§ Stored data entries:
__________

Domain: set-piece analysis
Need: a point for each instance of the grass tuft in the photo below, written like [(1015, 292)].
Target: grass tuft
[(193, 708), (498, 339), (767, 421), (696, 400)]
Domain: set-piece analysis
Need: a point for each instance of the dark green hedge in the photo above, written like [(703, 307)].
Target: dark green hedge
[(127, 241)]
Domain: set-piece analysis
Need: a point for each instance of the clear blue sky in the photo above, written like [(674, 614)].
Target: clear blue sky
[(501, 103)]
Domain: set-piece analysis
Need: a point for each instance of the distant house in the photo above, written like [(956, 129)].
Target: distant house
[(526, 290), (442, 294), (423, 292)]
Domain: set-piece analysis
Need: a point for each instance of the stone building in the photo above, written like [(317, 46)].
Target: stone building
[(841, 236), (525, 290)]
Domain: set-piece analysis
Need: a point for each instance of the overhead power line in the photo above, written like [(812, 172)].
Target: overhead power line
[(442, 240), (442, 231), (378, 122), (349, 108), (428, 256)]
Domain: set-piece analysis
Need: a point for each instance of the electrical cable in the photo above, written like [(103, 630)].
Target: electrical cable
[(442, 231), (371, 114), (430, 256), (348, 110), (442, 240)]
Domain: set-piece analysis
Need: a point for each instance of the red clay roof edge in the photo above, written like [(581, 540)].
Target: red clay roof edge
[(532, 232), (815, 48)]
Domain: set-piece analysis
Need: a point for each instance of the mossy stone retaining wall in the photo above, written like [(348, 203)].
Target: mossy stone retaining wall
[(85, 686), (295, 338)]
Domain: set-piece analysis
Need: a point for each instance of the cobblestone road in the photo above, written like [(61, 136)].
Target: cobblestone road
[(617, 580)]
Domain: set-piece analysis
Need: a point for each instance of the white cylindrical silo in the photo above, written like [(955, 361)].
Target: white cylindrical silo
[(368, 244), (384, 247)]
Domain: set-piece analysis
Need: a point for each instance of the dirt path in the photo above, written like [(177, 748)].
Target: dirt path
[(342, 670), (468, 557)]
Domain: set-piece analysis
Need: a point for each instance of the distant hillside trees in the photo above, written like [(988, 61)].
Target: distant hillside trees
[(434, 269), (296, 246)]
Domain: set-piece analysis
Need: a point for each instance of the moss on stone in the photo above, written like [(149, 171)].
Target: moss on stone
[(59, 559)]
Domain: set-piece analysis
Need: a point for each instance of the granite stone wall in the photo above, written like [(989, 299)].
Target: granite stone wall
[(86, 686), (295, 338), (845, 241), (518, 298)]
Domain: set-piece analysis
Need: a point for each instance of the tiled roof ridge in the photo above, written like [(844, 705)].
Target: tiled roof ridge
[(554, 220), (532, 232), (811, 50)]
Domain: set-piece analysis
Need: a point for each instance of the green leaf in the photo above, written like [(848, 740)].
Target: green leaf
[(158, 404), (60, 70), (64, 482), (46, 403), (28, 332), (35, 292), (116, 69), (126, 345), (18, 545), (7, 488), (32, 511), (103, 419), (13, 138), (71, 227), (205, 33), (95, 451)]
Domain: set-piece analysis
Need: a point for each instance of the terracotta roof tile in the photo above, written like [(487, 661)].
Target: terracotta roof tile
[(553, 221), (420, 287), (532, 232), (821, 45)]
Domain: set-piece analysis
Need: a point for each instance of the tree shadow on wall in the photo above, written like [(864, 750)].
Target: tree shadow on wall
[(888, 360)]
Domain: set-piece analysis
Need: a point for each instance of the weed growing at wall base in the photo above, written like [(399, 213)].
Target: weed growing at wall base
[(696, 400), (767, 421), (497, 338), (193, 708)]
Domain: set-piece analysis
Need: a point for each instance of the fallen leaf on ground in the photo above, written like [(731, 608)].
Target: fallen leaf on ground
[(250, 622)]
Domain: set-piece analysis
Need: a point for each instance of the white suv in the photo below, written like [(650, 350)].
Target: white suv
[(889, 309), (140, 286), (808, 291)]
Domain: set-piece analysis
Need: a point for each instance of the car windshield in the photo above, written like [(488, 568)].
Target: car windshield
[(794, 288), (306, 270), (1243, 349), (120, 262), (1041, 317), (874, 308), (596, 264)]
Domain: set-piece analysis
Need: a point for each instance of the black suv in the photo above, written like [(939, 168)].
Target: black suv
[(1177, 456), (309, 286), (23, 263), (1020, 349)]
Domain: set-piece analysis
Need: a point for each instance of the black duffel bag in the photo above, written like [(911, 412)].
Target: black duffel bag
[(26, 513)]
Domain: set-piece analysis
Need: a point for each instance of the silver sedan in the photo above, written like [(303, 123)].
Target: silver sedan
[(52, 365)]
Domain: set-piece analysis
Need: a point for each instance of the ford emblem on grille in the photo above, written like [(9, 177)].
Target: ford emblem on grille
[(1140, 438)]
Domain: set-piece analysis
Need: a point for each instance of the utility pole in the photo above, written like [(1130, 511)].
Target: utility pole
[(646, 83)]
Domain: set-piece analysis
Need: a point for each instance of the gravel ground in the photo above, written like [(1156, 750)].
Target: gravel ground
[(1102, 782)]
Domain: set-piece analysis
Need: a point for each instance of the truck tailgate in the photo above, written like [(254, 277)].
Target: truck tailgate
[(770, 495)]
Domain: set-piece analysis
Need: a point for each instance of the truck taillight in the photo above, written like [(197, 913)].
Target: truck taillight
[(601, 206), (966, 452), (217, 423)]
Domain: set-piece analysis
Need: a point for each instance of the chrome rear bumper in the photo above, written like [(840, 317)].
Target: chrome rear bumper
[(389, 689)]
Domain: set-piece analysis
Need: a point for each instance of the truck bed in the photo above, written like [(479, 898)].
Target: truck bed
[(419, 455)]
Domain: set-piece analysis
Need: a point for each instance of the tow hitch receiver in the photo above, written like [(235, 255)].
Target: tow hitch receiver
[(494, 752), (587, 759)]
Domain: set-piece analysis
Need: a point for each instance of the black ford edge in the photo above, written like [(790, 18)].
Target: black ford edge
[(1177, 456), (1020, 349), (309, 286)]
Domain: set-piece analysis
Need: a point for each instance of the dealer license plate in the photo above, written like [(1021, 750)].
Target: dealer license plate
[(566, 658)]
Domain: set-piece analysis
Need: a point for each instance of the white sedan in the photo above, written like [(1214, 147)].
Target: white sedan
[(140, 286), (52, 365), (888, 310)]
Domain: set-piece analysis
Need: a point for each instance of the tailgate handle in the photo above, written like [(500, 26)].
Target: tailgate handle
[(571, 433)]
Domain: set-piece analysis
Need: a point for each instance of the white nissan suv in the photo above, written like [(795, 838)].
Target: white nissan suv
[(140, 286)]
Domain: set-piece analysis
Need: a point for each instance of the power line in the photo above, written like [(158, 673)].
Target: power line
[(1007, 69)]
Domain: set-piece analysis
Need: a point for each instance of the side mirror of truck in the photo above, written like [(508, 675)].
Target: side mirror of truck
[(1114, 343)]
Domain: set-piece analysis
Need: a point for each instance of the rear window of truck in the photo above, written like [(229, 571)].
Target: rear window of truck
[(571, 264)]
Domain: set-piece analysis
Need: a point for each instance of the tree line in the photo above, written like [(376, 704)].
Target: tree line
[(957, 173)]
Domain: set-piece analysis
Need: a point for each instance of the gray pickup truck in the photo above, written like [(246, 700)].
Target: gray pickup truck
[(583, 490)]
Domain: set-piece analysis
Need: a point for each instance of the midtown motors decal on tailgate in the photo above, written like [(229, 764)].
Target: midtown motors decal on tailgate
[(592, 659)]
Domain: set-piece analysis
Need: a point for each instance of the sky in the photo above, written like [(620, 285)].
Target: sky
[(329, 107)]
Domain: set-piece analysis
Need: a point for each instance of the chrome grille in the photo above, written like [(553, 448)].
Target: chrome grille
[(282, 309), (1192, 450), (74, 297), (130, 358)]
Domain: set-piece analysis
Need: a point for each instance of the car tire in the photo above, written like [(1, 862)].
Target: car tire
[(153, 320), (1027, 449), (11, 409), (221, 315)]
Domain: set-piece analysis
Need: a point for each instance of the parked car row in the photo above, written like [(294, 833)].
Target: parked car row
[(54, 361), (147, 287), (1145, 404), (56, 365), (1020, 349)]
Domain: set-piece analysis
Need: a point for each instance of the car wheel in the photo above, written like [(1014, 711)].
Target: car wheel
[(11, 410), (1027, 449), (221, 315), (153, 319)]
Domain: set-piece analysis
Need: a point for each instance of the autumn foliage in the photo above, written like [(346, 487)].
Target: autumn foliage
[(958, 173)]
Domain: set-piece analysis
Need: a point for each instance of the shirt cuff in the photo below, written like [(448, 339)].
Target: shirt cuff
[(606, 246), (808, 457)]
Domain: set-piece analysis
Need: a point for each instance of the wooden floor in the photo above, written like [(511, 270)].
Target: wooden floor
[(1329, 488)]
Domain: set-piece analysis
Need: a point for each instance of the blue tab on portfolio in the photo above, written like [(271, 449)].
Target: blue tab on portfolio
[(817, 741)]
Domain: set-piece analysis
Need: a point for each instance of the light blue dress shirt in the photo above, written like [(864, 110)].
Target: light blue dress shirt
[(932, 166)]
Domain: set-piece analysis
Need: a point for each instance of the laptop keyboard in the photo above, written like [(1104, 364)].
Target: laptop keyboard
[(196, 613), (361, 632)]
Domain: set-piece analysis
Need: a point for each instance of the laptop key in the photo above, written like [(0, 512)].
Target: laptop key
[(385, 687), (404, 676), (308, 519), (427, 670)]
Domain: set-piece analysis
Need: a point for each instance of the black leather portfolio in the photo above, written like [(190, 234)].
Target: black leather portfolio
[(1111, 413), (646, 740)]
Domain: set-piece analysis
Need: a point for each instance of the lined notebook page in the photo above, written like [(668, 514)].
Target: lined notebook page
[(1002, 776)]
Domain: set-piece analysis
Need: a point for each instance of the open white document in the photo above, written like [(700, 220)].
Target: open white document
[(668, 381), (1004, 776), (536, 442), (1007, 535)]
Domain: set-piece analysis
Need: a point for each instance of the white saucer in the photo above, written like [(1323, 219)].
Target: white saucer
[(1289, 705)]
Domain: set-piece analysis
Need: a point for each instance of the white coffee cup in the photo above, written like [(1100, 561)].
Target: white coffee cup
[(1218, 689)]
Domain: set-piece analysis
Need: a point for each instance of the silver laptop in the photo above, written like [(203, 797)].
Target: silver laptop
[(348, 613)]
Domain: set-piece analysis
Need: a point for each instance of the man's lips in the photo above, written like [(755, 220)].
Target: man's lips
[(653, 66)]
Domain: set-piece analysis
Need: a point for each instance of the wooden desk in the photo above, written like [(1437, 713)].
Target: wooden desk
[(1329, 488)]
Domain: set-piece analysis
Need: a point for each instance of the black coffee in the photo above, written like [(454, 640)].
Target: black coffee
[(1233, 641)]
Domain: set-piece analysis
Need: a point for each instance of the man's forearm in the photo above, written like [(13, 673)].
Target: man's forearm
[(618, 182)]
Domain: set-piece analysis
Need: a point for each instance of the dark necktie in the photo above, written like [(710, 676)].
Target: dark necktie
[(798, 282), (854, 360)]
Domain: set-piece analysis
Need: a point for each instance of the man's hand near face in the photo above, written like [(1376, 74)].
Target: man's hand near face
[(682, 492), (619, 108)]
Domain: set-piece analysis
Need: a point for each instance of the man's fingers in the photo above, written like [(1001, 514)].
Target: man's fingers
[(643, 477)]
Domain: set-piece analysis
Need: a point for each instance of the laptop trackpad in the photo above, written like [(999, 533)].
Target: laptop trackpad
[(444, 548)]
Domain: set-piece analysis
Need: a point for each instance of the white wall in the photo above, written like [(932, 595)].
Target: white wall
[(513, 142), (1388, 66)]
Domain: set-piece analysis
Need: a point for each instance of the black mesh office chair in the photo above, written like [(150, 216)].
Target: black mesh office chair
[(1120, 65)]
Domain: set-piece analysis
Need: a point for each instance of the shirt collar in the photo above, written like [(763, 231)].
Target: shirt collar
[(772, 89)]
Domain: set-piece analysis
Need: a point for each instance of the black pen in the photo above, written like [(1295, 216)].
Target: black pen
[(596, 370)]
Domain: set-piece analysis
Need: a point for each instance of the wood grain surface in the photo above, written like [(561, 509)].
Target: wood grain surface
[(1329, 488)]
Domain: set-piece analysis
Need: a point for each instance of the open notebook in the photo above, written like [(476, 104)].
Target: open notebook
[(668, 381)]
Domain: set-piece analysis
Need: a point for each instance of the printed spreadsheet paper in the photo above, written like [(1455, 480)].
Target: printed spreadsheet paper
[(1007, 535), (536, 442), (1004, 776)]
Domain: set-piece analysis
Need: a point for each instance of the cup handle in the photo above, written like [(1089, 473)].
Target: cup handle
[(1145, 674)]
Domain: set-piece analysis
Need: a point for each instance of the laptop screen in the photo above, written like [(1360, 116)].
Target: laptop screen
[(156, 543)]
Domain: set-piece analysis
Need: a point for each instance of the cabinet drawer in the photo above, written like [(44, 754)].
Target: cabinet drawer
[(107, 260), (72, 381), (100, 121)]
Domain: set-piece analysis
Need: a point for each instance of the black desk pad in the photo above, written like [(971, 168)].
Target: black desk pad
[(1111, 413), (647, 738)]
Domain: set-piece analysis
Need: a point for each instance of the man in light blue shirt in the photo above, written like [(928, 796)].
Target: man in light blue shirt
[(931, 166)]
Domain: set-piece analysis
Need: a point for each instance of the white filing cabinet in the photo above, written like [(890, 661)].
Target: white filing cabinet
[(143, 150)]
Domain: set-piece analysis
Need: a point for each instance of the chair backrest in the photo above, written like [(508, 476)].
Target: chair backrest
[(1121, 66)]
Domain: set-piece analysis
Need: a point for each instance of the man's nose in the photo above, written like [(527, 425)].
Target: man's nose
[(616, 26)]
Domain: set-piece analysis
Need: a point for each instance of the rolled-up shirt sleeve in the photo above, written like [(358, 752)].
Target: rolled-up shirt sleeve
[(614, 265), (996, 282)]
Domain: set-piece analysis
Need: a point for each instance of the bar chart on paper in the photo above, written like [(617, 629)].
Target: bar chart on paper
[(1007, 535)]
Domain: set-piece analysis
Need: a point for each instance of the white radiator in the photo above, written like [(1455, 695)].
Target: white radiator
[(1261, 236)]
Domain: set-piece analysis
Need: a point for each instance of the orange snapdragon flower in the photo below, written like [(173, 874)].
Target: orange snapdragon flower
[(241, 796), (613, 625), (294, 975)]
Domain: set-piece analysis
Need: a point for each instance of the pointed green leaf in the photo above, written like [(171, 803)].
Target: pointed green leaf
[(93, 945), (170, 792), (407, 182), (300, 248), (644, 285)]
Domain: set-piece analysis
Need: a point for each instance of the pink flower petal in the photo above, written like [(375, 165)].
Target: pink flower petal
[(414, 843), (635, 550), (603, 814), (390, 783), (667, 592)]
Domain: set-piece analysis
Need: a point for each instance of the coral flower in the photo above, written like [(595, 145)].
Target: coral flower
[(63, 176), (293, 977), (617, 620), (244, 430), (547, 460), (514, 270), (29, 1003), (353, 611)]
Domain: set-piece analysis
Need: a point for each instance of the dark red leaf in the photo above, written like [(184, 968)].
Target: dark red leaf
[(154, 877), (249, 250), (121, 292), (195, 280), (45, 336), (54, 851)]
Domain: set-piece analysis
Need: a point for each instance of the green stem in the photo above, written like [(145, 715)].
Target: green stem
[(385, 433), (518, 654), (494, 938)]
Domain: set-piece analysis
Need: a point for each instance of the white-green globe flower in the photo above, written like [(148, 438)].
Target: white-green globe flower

__________

§ Exercise requirements: The answer must consist of every line from the entries above that contains the string "below".

§ Response area:
Need: a point for each instance of the grass tuft in the photo below, written like [(1015, 292)].
Need: a point for each instance of the white suv in the photo below, written like [(650, 350)].
Need: a point for each instance of the shirt cuff in the photo below, written like [(448, 339)].
Need: a point for each instance of the orange snapdragon flower in the photo below, written like [(173, 874)].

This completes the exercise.